------ Input ------

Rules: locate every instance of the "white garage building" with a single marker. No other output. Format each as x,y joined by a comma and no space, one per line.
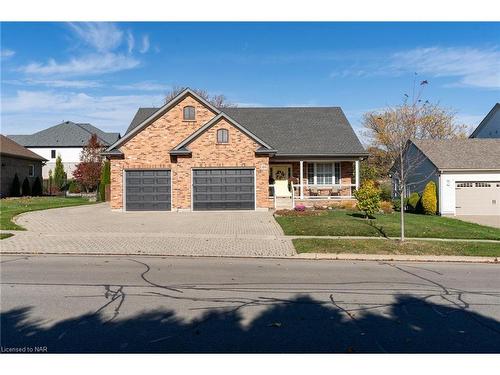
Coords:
466,172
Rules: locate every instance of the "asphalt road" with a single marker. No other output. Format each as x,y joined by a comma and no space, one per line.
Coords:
153,304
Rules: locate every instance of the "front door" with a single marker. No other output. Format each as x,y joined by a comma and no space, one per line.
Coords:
280,174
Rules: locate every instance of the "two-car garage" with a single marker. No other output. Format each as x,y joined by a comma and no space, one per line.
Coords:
212,189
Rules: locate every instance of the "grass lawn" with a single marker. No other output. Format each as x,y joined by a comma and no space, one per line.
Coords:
350,223
11,207
310,245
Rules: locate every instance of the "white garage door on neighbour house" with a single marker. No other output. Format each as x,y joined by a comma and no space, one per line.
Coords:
477,197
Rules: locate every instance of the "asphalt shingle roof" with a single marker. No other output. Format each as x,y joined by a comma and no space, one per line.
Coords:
11,148
472,153
66,134
291,130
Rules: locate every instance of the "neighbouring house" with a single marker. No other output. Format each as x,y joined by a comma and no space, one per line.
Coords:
466,173
66,139
189,155
490,126
17,159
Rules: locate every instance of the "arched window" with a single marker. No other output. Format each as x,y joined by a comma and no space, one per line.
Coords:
189,113
222,136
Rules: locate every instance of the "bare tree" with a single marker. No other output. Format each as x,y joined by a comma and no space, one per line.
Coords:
391,129
218,101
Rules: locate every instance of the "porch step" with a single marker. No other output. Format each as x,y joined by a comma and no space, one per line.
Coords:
283,203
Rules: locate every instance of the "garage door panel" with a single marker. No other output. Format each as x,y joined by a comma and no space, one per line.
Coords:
223,189
148,190
477,198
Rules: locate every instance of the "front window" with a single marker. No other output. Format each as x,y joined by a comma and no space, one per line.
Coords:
189,113
323,173
222,136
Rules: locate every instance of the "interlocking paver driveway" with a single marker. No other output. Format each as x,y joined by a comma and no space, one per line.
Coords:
96,229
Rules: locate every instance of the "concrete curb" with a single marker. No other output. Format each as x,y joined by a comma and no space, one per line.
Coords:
391,238
304,256
398,258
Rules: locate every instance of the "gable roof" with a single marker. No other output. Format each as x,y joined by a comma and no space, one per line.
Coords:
468,154
483,123
182,150
11,148
291,131
66,134
147,117
301,130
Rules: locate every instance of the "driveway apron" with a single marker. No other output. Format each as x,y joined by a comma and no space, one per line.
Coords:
95,229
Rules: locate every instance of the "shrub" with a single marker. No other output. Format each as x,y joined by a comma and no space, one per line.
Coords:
368,197
59,174
15,189
413,200
26,190
36,190
299,213
386,207
386,191
429,199
73,187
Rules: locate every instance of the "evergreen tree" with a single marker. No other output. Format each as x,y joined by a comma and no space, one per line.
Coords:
105,180
15,189
26,190
37,187
429,199
59,174
88,171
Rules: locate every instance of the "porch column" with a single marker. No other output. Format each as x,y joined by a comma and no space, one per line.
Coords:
357,174
301,179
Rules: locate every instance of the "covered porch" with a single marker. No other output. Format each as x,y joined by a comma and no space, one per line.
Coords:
313,179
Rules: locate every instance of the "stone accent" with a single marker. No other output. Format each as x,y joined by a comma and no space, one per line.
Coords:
150,148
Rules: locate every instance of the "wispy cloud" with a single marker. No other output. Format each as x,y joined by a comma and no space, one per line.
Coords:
107,53
130,41
38,109
145,44
102,36
93,64
6,53
144,86
58,83
472,66
465,66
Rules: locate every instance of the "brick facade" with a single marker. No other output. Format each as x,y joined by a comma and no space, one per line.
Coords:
150,149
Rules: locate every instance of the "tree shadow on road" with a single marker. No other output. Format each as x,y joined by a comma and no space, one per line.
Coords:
299,325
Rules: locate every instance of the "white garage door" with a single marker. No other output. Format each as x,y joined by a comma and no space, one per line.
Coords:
477,198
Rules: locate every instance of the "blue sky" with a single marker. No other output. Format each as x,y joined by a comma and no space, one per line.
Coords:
102,72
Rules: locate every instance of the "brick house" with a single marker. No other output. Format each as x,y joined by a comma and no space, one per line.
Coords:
189,155
16,159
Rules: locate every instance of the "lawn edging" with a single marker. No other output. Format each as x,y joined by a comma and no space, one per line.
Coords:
398,258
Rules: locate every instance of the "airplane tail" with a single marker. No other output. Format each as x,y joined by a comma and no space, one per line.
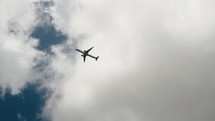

------

__What this task involves__. Select every line of the data above that contains the string "white", and copy those lines. Case counts.

__Written solution__.
Rules: locate every instance of the "white garage building" with a single marker. No other output. Format each as x,y joined by a comma and no space, one per line.
Rules: locate every instance of the "white garage door on neighbour house" with a single marker. No other output. Format each as x,y joined by a comma and no space, one per line.
Rules: locate every instance of the "white garage door" with a single marker. No other output. Format each as x,y joined by a comma and no space, one per line.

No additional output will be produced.